Segment Start: Document passage
By Sanjeev Kumar and Aliesha Aden
Industries operating in hazardous or explosive environments face some of the most stringent safety and compliance requirements. Whether in mining, chemicals, energy, bulk materials handling or oil and gas, the consequences of equipment failure extend beyond cost and downtime. They affect safety, environmental exposure and regulatory standing.
Despite this, many facilities still rely heavily on manual inspections and calendar-based maintenance programs to manage asset health.
Why hazardous environments still rely on manual rounds
This model has persisted for practical reasons. Equipment installed in hazardous zones must be certified and intrinsically safe. Compliance requirements add complexity.
Historically, scaling wired instrumentation across large fleets of assets has been disruptive and expensive. As a result, most sites prioritised continuous monitoring for only their most critical machinery, while the majority of assets remained dependent on periodic manual rounds.
In a typical plant, monitoring depth is uneven. Super-critical equipment such as compressors or turbines may be protected by OEM-supplied online systems. However, ancillary systems, critical pumps and high-population motors are often inspected at set intervals using portable tools. These inspections may occur weekly, fortnightly, or monthly depending on site policy.
This creates a structural gap in visibility.
The visibility gap
Critical equipment is often serviced based on time rather than condition, while early-stage faults can develop between inspection intervals without being detected. The approach is conservative but not always efficient, and it does not always reduce risk as effectively as intended.
Digitalisation in hazardous industries is no longer simply a productivity discussion. It is increasingly part of demonstrating that reasonably practicable steps have been taken to reduce human exposure and operational risk.
Reducing the need for routine manual rounds in high-risk zones is a tangible safety improvement. At the same time, improving asset visibility strengthens maintenance planning and protects throughput.
Changing the economics of monitoring
Advances in certified wireless IoT sensors have changed the economics of monitoring in these environments. It is now possible to deploy vibration and temperature sensing across a much broader population of assets without the cost and disruption associated with wired systems. Monitoring frequency can move from weeks to minutes, while maintaining compliance with hazardous-area standards.
This is where purpose-built hazardous-area solutions such as FitMachine 3XT EX play an important role. By combining certified hardware with scalable wireless deployment and AI-driven analytics, hazardous-area assets that were previously inspected manually can now be monitored continuously and safely. The result is not just more data, but earlier fault detection and clearer intervention planning without increasing exposure.
However, expanding coverage alone is not the objective. More data does not automatically translate into better decisions.
The real shift comes from interpretation.
From data collection to prescriptive insight
Within PlantOS™, AI and machine learning models analyse vibration, temperature and process signals to identify emerging fault patterns and estimate progression rates. Instead of simply triggering an alarm, the system can indicate likely failure modes, estimate safe operating windows, and recommend corrective actions such as addressing lubrication issues, imbalance, structural looseness, or bearing degradation.
This changes how maintenance teams can operate.
Skilled personnel spend less time collecting routine data and more time making informed decisions about intervention timing, scope and risk. Human expertise remains central, but it is applied where it adds the most value.
Segment End: Document passage
Task: Write out the passage of the article on monitoring equipment in hazardous environments starting at "In a typical" and ending at "effectively as intended.", word for word. The lines that come after this have nothing to do with the exercise.
Segment Start: Dataset
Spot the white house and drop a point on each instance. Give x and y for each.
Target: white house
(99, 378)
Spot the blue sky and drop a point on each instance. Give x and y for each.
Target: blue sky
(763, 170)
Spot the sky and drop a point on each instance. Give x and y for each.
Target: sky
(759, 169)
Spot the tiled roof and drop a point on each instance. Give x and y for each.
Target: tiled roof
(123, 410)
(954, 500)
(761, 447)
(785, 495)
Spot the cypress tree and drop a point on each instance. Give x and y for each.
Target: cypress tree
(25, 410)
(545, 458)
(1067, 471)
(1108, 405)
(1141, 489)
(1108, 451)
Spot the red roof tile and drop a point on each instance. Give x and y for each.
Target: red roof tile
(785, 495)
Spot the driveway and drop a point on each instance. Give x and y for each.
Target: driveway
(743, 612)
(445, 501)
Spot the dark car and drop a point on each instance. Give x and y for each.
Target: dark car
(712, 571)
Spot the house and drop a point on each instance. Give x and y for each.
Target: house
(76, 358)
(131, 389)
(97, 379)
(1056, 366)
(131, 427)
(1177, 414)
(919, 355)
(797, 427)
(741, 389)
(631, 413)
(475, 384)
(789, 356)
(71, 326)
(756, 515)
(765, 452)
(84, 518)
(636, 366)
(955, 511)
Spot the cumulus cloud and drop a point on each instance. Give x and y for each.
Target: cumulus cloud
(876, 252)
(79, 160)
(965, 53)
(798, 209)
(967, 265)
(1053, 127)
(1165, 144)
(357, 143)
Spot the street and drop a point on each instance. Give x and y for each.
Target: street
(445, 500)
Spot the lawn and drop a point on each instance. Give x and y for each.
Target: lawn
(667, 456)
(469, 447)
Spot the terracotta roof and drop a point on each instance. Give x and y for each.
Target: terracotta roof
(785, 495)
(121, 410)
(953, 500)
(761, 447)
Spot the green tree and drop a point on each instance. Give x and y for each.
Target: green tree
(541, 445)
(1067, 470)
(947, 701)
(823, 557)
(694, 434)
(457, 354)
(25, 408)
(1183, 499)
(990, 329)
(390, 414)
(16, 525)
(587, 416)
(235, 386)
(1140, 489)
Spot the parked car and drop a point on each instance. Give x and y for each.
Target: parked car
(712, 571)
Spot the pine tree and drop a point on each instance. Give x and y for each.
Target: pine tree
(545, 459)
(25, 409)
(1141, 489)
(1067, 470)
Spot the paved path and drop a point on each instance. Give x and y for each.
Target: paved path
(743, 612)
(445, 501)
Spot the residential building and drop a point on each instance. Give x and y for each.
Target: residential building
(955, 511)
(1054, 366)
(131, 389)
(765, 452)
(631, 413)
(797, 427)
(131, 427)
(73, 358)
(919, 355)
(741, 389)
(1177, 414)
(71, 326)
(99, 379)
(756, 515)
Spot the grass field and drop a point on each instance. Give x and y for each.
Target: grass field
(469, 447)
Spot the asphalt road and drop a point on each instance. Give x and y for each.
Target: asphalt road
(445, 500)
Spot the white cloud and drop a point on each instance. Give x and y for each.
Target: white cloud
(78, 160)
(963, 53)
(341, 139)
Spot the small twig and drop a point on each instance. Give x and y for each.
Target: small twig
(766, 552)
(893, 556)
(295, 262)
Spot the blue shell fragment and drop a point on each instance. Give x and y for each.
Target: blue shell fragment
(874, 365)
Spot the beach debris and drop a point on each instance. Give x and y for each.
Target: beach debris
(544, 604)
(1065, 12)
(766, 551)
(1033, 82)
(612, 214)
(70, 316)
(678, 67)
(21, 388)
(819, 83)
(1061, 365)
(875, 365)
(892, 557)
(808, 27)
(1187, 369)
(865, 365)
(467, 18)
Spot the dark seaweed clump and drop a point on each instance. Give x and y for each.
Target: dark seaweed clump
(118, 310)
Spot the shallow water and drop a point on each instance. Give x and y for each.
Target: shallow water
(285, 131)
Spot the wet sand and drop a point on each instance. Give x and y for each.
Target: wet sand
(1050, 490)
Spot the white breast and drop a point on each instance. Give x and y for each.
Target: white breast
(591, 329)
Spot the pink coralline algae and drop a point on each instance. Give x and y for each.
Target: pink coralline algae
Segment End: Dataset
Answer area:
In a typical plant, monitoring depth is uneven. Super-critical equipment such as compressors or turbines may be protected by OEM-supplied online systems. However, ancillary systems, critical pumps and high-population motors are often inspected at set intervals using portable tools. These inspections may occur weekly, fortnightly, or monthly depending on site policy.
This creates a structural gap in visibility.
The visibility gap
Critical equipment is often serviced based on time rather than condition, while early-stage faults can develop between inspection intervals without being detected. The approach is conservative but not always efficient, and it does not always reduce risk as effectively as intended.